__What to work on__: Copy exactly the lines of the material below that run from the one containing "For each <instance>" through the one containing "positive clicks: (275, 59)". Copy no other lines.

__Data supplied__:
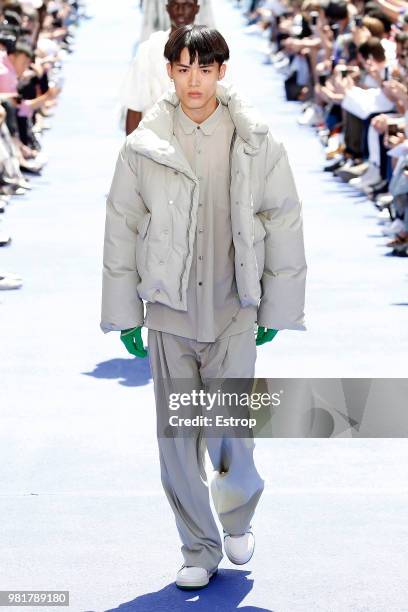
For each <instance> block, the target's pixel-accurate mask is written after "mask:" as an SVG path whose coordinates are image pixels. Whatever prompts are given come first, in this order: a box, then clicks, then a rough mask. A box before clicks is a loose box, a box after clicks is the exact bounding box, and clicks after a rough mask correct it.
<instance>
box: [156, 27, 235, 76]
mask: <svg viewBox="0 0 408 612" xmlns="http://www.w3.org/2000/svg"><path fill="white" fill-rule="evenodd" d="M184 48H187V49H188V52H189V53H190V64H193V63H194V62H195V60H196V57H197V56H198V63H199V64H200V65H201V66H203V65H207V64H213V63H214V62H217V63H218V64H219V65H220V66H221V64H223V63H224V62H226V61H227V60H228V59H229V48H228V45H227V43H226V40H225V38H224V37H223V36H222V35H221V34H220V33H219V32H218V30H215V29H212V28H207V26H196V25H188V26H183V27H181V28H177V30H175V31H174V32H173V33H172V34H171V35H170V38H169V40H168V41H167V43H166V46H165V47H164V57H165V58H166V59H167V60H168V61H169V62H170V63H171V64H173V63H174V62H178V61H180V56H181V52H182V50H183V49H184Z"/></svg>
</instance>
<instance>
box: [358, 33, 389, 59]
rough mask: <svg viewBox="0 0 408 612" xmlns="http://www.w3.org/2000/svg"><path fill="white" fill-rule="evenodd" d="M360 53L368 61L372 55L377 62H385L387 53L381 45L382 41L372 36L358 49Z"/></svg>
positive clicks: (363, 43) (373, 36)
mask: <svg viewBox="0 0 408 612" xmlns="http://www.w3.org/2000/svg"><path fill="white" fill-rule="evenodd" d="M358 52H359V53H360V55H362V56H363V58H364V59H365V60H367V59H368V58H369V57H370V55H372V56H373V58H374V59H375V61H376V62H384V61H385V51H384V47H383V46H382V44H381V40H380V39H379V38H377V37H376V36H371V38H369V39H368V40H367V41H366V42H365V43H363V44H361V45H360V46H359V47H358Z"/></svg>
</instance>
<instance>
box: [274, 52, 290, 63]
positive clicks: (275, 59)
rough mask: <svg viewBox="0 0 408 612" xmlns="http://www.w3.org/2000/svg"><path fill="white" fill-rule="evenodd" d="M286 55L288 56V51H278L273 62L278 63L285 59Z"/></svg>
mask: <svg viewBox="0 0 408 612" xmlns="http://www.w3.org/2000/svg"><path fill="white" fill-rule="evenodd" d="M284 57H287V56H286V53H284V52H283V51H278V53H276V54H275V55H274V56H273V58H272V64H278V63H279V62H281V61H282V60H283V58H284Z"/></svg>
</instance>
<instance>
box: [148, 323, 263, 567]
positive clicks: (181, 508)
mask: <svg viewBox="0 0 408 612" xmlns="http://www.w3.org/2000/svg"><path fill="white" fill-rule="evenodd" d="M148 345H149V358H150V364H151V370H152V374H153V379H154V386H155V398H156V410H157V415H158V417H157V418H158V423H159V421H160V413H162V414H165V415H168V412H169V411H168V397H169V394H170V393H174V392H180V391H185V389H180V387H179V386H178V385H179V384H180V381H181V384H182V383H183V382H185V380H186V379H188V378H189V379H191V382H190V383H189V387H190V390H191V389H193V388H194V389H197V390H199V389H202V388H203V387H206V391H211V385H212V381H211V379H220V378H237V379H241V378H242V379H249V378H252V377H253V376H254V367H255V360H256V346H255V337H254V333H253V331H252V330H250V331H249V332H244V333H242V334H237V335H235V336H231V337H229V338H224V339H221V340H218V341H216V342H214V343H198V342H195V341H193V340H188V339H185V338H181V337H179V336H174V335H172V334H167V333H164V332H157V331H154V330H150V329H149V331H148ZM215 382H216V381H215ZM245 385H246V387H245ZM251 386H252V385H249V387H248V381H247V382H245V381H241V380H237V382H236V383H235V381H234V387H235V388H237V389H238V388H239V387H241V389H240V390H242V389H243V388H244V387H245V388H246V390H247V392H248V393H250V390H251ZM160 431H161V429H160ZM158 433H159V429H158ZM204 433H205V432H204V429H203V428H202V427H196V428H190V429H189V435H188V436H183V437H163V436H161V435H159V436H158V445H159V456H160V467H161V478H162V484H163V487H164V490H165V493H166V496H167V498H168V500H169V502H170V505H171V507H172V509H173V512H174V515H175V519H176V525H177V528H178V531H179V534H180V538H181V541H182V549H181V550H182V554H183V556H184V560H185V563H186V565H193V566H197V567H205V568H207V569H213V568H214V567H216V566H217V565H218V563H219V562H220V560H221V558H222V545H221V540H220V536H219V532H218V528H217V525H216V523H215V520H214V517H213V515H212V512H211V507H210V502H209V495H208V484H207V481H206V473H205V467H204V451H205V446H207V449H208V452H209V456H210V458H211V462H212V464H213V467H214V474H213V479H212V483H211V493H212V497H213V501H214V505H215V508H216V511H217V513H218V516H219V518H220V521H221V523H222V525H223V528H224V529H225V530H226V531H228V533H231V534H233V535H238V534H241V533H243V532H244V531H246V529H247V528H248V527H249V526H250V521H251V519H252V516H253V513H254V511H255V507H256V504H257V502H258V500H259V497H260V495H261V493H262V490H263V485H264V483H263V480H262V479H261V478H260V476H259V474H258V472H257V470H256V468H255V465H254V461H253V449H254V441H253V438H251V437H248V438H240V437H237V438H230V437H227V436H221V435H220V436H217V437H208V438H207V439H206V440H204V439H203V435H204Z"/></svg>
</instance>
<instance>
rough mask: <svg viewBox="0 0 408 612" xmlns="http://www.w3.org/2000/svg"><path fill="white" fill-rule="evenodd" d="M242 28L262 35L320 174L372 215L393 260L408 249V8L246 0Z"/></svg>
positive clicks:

--

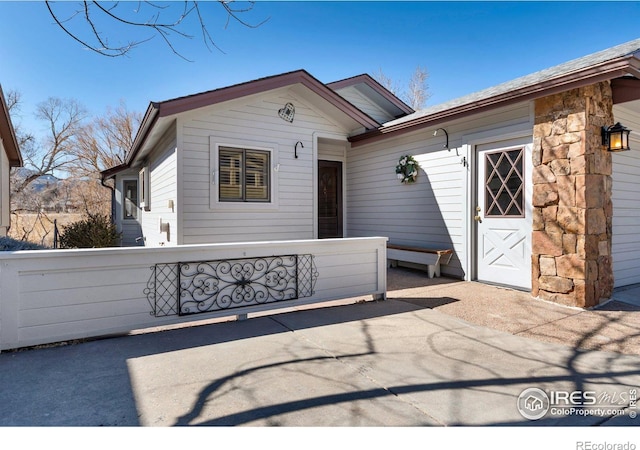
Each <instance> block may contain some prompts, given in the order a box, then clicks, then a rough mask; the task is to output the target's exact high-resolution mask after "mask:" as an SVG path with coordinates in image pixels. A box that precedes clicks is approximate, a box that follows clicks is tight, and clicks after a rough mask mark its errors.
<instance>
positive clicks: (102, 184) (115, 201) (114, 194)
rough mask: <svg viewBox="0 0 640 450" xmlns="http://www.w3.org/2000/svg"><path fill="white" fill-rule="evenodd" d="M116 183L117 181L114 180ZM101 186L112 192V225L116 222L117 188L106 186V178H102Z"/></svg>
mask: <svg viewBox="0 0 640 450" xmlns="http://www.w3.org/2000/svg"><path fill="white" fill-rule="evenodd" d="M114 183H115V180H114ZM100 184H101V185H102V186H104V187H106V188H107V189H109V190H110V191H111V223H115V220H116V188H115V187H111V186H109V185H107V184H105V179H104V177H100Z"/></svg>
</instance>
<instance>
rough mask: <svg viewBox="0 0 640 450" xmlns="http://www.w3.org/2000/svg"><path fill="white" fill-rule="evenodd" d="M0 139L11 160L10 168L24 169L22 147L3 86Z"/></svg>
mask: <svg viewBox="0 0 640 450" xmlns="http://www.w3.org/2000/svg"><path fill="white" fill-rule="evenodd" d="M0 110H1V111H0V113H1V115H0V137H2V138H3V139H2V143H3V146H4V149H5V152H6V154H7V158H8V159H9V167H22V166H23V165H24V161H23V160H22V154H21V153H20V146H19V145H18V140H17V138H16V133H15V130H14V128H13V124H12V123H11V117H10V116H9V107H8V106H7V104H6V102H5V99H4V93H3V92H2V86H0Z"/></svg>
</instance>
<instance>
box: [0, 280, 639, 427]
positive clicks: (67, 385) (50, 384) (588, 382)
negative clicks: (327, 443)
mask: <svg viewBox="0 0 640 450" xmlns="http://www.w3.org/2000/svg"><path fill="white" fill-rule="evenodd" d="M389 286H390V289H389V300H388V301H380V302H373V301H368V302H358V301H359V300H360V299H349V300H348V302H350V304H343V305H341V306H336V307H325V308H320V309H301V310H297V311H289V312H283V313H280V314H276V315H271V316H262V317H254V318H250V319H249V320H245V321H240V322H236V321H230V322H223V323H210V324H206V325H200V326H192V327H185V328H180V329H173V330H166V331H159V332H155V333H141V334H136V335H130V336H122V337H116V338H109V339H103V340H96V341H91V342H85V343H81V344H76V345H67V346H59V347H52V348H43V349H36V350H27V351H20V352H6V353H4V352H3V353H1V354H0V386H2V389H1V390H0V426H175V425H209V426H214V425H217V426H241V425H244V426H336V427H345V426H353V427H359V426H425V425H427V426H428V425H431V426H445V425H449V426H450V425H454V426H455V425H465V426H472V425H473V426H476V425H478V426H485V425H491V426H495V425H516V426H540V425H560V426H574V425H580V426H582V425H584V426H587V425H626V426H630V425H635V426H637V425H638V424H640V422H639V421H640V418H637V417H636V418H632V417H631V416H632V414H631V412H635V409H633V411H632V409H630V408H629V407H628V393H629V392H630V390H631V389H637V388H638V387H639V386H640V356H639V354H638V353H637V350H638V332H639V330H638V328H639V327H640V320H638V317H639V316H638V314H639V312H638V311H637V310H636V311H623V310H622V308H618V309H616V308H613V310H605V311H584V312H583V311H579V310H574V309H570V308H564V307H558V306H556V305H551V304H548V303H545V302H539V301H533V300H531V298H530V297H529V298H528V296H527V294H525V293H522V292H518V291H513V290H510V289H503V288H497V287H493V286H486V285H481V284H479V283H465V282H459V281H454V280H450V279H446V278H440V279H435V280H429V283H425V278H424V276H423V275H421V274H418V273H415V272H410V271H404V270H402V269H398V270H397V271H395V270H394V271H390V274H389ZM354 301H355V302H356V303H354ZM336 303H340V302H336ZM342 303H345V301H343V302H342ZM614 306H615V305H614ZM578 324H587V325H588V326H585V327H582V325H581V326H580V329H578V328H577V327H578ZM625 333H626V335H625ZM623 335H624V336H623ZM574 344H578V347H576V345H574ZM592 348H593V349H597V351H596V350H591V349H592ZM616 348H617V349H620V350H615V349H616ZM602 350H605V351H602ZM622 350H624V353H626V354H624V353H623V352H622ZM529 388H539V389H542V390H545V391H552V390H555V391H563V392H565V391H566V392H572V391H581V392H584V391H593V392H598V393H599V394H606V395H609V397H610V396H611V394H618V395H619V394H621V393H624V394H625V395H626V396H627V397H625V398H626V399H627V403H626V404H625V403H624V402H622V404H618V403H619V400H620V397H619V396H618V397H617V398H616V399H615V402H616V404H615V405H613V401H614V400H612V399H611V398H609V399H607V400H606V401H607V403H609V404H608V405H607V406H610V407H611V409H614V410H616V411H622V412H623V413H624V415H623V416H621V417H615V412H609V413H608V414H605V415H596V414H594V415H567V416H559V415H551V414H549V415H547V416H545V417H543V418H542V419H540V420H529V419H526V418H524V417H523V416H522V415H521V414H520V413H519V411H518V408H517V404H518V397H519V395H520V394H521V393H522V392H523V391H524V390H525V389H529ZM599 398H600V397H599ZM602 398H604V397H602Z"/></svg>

__Output below__:
For each <instance> block, the target's pixel-accurate mask is written after "mask:" as an SVG path whose coordinates are image pixels. Whatever prompts are given come first, in this order: a box, then clicks, then a rough mask. A box before clicks is a loose box, a box after clicks is the exact bounding box, and clicks after a rough mask correct it.
<instance>
box: [156, 27, 235, 76]
mask: <svg viewBox="0 0 408 612" xmlns="http://www.w3.org/2000/svg"><path fill="white" fill-rule="evenodd" d="M184 48H187V49H188V52H189V53H190V64H193V63H194V62H195V60H196V57H197V56H198V63H199V64H200V65H201V66H203V65H207V64H213V63H214V62H217V63H218V64H219V65H220V66H221V64H223V63H224V62H226V61H227V60H228V59H229V48H228V45H227V43H226V40H225V38H224V37H223V36H222V35H221V34H220V33H219V32H218V30H215V29H212V28H207V26H196V25H188V26H183V27H181V28H177V30H175V31H174V32H173V33H172V34H171V35H170V38H169V40H168V41H167V43H166V46H165V47H164V57H165V58H166V59H167V60H168V61H169V62H170V63H171V64H173V63H174V62H178V61H180V56H181V52H182V50H183V49H184Z"/></svg>
</instance>
<instance>
box: [358, 33, 389, 59]
rough mask: <svg viewBox="0 0 408 612" xmlns="http://www.w3.org/2000/svg"><path fill="white" fill-rule="evenodd" d="M360 53L368 61L372 55L377 62H385L387 53L381 45L382 41L372 36L358 49Z"/></svg>
positive clicks: (363, 43) (373, 36)
mask: <svg viewBox="0 0 408 612" xmlns="http://www.w3.org/2000/svg"><path fill="white" fill-rule="evenodd" d="M358 52H359V53H360V55H362V56H363V58H364V59H365V60H367V59H368V58H369V57H370V55H372V56H373V58H374V59H375V61H376V62H384V61H385V51H384V47H383V46H382V44H381V40H380V39H379V38H377V37H376V36H371V38H369V39H368V40H367V41H366V42H365V43H363V44H361V45H360V46H359V47H358Z"/></svg>
</instance>
<instance>
box: [274, 52, 290, 63]
positive clicks: (275, 59)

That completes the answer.